INPUT MATERIAL ::

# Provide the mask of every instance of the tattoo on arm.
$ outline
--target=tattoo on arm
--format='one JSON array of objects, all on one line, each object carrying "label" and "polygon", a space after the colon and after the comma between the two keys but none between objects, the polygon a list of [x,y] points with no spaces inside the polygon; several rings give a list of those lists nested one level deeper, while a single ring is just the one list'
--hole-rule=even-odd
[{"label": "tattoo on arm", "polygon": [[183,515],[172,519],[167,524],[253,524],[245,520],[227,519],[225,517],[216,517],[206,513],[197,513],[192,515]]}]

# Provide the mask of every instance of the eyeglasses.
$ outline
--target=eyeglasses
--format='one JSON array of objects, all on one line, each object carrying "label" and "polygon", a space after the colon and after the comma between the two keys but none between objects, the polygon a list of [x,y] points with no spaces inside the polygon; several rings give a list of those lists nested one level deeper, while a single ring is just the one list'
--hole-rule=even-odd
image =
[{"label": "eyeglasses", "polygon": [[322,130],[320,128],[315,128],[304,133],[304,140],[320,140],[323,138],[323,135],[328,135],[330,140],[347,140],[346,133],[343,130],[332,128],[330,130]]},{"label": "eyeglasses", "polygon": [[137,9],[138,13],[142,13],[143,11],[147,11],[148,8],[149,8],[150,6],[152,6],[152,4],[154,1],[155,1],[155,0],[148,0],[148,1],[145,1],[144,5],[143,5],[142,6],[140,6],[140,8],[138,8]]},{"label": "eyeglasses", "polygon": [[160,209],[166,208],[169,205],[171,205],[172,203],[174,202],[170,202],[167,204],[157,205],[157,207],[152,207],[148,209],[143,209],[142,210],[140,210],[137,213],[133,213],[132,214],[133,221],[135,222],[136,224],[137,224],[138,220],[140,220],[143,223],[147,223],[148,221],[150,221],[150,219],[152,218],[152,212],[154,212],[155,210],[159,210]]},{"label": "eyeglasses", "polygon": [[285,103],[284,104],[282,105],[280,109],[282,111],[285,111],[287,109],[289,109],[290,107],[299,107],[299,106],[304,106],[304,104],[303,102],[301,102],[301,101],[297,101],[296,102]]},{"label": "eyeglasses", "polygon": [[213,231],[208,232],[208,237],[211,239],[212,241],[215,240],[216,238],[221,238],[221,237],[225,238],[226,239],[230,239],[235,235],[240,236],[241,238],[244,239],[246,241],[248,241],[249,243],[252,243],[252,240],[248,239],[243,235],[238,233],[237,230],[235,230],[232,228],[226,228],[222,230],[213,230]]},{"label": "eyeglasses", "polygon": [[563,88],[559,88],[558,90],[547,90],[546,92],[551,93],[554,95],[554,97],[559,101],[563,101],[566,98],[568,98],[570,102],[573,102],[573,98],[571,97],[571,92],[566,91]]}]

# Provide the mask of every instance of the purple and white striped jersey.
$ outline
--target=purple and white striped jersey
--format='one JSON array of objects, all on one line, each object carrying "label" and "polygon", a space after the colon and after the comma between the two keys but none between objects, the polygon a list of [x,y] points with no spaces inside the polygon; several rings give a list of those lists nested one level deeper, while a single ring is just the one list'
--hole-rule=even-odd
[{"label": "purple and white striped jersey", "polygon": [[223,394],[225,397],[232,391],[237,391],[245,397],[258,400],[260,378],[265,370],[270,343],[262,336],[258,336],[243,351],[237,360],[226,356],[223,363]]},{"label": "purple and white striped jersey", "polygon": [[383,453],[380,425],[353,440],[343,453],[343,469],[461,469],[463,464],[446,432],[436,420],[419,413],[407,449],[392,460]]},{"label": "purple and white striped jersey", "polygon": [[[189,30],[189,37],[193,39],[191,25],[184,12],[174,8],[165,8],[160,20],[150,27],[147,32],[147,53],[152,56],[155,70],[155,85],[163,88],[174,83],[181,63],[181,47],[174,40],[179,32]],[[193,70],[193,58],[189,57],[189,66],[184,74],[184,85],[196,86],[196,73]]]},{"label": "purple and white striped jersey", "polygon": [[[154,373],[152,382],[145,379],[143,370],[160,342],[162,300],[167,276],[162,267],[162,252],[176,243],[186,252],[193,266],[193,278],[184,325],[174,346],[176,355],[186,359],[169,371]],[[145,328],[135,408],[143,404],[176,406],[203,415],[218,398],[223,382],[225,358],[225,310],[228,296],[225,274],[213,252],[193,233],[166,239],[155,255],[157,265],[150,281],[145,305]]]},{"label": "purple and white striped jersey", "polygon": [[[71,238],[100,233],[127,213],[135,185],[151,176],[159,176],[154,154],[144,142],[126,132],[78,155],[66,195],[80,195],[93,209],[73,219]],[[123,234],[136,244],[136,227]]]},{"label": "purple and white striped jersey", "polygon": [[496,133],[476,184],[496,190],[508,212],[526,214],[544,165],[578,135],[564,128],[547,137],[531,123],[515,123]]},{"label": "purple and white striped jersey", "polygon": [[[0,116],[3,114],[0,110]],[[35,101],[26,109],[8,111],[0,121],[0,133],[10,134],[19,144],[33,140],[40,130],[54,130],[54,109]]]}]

...

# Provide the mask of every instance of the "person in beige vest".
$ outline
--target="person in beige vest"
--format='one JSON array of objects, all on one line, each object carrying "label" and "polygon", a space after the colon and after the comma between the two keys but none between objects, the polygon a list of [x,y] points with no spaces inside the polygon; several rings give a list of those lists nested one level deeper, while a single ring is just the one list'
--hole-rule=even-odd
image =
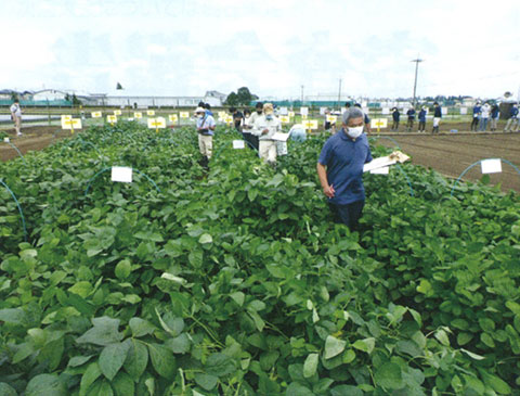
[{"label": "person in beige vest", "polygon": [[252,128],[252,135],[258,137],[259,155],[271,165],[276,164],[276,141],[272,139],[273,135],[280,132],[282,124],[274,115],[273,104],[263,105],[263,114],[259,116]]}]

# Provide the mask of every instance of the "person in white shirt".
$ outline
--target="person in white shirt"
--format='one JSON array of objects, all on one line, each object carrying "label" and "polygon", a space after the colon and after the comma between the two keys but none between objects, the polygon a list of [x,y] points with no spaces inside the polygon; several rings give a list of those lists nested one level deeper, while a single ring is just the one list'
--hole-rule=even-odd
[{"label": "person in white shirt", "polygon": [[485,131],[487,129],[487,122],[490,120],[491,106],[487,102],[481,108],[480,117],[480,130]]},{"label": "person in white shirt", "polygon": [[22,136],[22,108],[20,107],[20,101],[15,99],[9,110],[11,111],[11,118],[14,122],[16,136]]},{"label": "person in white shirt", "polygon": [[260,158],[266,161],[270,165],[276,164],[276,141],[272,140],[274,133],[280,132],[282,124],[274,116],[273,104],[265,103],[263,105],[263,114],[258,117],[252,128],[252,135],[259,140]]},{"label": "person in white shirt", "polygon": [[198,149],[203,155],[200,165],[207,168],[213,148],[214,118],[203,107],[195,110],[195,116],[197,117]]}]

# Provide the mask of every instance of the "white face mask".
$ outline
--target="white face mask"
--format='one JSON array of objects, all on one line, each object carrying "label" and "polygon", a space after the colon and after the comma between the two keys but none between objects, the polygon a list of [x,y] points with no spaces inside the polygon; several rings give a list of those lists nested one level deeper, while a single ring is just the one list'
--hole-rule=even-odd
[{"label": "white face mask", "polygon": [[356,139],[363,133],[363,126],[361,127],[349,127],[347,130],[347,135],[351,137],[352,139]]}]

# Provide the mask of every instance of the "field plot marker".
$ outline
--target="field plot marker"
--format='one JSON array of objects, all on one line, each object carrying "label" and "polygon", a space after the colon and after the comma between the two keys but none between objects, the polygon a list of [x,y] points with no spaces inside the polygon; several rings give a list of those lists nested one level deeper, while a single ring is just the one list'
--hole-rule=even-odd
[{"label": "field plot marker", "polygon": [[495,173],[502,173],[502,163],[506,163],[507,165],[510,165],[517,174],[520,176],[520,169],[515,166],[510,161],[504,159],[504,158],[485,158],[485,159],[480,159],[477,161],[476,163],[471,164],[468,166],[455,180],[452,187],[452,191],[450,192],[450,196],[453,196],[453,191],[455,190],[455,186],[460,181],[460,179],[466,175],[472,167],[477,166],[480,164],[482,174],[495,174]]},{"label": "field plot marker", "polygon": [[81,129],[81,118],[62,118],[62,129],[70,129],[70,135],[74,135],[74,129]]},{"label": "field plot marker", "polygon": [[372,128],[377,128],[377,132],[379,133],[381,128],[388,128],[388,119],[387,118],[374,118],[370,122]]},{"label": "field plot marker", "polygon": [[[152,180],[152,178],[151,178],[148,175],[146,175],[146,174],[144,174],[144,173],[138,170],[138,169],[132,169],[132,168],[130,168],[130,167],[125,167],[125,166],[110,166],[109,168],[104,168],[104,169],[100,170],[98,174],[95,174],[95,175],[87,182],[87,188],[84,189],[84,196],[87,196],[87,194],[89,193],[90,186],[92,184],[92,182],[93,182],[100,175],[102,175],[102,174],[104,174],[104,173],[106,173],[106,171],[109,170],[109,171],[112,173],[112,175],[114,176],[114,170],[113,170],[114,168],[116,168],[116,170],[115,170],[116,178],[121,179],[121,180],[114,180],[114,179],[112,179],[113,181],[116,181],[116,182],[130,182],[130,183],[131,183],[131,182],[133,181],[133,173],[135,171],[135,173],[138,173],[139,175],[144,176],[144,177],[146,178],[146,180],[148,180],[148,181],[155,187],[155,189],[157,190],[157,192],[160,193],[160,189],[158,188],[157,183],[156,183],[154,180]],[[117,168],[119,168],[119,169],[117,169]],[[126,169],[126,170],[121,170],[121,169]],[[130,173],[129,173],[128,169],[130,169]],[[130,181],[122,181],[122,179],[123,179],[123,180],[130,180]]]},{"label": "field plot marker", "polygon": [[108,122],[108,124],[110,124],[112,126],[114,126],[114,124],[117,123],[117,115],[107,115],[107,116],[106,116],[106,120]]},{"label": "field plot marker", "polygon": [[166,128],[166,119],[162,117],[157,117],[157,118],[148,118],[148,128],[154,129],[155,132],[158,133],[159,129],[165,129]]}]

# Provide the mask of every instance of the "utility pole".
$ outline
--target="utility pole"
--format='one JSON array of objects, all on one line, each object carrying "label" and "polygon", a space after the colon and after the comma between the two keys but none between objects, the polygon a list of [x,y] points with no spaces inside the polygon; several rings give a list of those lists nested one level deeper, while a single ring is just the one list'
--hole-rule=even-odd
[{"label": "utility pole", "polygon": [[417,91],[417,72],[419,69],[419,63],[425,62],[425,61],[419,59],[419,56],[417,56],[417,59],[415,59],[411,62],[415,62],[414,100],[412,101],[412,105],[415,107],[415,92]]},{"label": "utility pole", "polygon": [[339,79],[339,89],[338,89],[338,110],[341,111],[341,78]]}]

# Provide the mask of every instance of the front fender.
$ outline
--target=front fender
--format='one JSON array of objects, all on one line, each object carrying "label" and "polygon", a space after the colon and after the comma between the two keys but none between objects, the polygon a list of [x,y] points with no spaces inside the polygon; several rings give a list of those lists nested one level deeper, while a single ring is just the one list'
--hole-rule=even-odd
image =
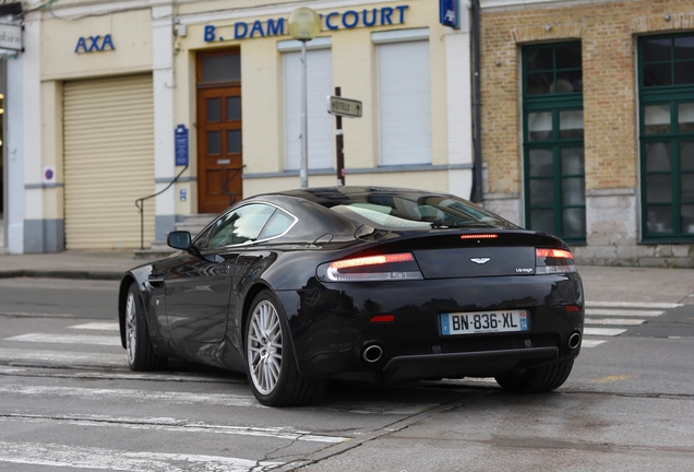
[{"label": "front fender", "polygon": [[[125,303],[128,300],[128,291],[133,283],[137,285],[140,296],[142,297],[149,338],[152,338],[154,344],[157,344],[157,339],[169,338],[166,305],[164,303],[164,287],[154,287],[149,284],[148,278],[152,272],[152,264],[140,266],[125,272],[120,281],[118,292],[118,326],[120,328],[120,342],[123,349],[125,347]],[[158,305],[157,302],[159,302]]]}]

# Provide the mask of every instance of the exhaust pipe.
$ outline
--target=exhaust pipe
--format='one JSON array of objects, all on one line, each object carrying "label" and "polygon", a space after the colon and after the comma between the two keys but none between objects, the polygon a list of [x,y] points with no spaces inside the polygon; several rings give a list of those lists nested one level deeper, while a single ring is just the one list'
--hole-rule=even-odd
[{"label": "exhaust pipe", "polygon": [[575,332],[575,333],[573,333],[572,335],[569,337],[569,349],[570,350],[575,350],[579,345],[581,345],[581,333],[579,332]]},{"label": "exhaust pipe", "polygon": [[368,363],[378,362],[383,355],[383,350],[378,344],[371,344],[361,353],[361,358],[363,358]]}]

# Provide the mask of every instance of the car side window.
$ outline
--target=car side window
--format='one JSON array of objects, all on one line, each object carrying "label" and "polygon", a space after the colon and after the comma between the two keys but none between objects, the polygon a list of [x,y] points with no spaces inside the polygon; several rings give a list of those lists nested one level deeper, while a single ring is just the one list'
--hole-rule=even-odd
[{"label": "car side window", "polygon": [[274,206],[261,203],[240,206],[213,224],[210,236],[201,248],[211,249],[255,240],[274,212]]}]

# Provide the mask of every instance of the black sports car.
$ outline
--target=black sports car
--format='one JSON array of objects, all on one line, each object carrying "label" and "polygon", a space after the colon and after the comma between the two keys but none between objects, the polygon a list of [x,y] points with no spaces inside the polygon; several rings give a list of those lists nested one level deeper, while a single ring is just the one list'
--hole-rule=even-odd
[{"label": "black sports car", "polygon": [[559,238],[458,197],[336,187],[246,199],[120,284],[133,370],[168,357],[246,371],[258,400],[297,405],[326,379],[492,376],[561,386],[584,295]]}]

==

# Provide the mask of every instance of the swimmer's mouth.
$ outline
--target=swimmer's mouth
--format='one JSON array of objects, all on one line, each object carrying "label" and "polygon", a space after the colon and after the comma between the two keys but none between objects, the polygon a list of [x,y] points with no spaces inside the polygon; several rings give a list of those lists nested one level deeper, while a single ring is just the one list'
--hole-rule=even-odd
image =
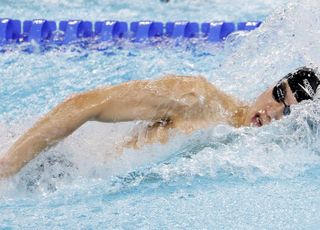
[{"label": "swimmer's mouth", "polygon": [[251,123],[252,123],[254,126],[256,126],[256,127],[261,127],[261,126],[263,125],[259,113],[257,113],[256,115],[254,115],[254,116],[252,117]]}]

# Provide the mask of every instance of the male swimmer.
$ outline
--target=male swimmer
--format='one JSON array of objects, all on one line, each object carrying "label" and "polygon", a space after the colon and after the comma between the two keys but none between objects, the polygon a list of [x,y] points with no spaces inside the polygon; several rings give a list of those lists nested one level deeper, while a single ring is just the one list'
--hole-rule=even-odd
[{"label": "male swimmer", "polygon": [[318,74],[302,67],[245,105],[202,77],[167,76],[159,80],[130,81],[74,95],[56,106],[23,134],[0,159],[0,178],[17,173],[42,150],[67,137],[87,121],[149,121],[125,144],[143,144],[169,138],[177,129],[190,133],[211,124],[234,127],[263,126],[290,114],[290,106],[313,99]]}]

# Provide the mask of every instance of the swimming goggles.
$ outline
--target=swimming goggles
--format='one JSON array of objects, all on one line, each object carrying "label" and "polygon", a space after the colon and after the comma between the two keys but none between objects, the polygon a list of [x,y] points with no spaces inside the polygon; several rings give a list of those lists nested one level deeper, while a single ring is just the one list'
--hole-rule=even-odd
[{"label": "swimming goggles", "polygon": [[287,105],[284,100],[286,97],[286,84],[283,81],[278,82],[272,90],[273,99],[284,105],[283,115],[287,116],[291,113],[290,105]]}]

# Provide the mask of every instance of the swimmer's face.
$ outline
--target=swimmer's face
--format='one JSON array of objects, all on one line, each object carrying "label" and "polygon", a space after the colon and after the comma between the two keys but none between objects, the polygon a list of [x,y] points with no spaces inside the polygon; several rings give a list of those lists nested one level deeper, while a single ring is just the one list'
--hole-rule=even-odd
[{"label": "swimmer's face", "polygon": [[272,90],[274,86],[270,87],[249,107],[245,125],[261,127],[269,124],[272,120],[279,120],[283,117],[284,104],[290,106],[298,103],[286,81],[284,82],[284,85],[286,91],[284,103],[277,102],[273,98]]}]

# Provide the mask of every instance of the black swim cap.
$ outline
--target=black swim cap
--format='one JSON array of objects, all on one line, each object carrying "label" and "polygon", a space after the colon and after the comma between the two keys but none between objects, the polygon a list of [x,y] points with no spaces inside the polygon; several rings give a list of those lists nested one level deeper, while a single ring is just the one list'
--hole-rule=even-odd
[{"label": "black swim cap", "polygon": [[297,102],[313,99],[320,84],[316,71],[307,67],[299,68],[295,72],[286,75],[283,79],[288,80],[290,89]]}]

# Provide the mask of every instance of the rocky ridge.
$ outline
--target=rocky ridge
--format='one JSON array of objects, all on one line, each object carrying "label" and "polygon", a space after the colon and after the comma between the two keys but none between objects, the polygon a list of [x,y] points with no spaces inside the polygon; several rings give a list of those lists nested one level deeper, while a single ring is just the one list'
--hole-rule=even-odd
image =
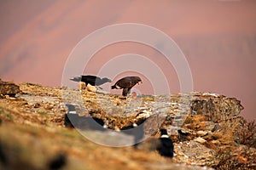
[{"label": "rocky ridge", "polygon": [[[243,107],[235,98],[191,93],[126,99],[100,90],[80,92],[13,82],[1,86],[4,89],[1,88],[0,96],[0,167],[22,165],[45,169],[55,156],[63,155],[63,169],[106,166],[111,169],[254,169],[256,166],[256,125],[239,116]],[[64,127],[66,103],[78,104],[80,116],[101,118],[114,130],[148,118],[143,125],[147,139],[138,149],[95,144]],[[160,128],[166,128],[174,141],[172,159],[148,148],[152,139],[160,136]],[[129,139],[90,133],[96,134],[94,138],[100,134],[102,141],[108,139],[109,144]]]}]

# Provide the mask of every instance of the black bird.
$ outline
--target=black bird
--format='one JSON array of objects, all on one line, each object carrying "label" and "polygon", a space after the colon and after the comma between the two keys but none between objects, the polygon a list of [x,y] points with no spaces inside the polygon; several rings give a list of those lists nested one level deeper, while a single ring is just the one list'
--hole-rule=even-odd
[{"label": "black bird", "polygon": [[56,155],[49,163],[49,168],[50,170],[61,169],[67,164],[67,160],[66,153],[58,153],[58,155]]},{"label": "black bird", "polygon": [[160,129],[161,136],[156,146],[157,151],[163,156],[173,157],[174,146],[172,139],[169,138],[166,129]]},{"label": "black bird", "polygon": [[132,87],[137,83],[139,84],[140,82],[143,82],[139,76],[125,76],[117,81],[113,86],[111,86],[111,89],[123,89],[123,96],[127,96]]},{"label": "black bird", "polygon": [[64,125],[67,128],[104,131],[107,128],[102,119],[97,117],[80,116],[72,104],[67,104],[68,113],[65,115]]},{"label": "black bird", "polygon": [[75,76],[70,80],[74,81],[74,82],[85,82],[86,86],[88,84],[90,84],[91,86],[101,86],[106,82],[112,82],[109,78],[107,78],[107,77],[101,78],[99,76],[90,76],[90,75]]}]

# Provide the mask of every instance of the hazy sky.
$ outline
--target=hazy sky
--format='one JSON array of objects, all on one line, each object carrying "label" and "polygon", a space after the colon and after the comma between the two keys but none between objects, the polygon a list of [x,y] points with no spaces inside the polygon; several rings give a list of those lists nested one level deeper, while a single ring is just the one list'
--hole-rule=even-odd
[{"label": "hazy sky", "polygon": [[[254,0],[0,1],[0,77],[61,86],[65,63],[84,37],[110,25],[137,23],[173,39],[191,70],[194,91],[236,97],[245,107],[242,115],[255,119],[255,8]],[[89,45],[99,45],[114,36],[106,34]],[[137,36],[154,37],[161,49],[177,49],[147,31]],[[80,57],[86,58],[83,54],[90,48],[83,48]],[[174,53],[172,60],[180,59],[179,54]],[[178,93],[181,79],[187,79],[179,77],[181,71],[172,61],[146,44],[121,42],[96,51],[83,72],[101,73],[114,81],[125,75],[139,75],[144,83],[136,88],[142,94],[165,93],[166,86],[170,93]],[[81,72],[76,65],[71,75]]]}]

EXERCISE OBJECTIVE ::
Reproduce verbatim the lines from the one containing "# Provide the mask of every instance of the purple" through the one containing "--target=purple and white striped jersey", both included.

COMPLETE OUTPUT ::
# Provide the mask of every instance of the purple and white striped jersey.
$ outline
--target=purple and white striped jersey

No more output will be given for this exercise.